Instruction. Rewrite the material from the line with "locate paved road -- one point per instance" through the end, swapping "distant hill" for "faraway hill" and keeping everything else as it stands.

* begin *

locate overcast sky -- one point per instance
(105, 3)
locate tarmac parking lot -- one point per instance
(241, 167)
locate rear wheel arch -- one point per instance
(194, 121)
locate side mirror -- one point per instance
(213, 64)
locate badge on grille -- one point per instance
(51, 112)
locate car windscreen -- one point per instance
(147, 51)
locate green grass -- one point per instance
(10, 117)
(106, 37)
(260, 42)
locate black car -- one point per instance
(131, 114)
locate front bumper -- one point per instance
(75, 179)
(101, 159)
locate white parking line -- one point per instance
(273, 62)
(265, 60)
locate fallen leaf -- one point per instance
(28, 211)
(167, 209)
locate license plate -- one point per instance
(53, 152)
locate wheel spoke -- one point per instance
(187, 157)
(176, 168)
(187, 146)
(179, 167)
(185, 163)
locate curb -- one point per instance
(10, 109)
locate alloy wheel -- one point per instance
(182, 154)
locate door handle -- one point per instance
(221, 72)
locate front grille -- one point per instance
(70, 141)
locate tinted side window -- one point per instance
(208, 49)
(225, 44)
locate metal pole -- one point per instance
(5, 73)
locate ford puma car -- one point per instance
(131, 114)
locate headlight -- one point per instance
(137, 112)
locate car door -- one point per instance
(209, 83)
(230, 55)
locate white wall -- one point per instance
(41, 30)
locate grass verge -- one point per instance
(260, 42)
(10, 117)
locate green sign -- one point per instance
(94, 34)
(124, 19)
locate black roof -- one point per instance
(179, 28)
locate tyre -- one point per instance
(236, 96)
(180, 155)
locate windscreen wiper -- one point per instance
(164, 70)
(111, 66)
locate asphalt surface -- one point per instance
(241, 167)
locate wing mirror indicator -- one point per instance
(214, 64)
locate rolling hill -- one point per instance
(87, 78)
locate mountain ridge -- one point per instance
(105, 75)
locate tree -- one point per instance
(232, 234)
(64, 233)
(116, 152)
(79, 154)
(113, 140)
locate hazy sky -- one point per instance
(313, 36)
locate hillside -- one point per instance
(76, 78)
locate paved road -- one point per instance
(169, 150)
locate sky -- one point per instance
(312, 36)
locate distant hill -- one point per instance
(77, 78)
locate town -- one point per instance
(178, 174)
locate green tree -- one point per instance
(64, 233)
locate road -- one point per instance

* end *

Result for this exercise.
locate paved road -- one point per instance
(169, 150)
locate sky -- one point per instance
(312, 36)
locate faraway hill -- one point per instance
(77, 78)
locate town -- one point per instance
(178, 174)
locate green tree -- one point per instance
(64, 233)
locate road -- one point per instance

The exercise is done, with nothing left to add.